[START OF Given records]
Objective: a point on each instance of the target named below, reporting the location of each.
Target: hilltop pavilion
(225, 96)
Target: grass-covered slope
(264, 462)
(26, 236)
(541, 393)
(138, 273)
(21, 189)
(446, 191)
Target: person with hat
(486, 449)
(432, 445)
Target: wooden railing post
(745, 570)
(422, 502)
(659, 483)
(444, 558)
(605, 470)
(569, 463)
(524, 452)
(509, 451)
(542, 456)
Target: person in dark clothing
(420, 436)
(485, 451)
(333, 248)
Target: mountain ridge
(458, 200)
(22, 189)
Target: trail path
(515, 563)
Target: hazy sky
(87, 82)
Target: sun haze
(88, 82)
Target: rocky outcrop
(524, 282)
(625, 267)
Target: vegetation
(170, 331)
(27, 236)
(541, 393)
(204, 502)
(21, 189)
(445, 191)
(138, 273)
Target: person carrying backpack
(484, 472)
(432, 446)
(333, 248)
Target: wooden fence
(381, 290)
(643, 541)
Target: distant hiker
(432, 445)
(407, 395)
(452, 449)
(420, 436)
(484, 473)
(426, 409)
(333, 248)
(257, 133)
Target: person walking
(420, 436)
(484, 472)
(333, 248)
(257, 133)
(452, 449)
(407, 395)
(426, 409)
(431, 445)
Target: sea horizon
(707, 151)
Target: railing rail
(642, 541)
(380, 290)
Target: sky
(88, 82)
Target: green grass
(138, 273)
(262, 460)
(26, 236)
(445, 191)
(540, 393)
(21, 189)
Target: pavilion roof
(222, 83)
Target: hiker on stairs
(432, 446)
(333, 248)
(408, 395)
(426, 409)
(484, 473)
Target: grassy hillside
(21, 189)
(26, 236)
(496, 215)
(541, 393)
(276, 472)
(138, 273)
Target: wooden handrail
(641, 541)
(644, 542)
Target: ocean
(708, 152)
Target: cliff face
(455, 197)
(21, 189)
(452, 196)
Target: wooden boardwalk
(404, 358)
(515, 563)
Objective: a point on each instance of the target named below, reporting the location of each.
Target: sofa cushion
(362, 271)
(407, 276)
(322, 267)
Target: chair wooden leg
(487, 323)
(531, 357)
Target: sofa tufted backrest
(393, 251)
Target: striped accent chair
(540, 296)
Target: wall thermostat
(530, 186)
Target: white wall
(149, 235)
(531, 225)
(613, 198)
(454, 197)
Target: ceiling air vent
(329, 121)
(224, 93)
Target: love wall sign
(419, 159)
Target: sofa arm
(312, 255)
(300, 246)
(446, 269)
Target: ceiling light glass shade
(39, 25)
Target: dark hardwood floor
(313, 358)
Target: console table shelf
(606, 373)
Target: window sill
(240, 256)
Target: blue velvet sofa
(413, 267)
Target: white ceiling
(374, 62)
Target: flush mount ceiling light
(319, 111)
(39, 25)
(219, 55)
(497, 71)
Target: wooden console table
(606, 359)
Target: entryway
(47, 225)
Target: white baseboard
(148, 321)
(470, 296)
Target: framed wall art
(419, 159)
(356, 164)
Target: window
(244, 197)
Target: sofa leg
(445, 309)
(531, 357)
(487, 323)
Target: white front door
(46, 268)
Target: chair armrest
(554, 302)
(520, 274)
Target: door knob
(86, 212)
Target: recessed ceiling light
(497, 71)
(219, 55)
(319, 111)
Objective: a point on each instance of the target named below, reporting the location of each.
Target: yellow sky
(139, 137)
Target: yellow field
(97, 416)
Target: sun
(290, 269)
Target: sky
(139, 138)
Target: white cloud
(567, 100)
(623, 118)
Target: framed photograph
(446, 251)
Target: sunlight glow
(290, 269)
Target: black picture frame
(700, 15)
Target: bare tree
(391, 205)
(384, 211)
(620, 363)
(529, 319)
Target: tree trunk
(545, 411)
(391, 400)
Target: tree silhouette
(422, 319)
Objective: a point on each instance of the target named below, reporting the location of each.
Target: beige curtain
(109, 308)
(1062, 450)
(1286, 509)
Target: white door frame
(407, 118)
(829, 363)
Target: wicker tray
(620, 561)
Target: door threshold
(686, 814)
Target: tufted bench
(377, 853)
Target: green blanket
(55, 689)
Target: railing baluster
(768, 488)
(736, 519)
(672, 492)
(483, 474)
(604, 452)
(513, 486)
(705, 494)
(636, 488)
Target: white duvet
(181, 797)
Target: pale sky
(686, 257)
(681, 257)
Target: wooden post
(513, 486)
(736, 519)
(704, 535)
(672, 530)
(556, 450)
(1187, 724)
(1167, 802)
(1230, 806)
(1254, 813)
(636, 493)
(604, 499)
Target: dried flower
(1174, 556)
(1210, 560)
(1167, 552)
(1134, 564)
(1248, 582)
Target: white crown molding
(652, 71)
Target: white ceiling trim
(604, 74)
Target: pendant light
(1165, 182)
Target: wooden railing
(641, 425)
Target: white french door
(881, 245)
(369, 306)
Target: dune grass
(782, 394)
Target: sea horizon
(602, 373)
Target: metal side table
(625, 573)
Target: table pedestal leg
[END OF Given records]
Objective:
From the line holding "Target: railing baluster" through the last line above, reproduce each line exactly and add nothing.

Response to the exercise:
Target: railing baluster
(768, 488)
(736, 519)
(672, 492)
(483, 474)
(604, 452)
(513, 486)
(705, 494)
(636, 488)
Target: white duvet
(181, 797)
Target: pale sky
(686, 257)
(681, 257)
Target: wooden post
(513, 486)
(736, 519)
(704, 535)
(672, 530)
(556, 450)
(1187, 724)
(1167, 802)
(1230, 806)
(1254, 813)
(636, 493)
(604, 499)
Target: dried flower
(1174, 556)
(1210, 560)
(1167, 552)
(1134, 564)
(1248, 582)
Target: white crown molding
(652, 71)
Target: white ceiling trim
(604, 74)
Target: pendant light
(1165, 182)
Target: wooden railing
(641, 425)
Target: white french door
(881, 245)
(369, 306)
Target: dune grass
(782, 394)
Target: sea horizon
(602, 373)
Target: metal side table
(625, 573)
Target: table pedestal leg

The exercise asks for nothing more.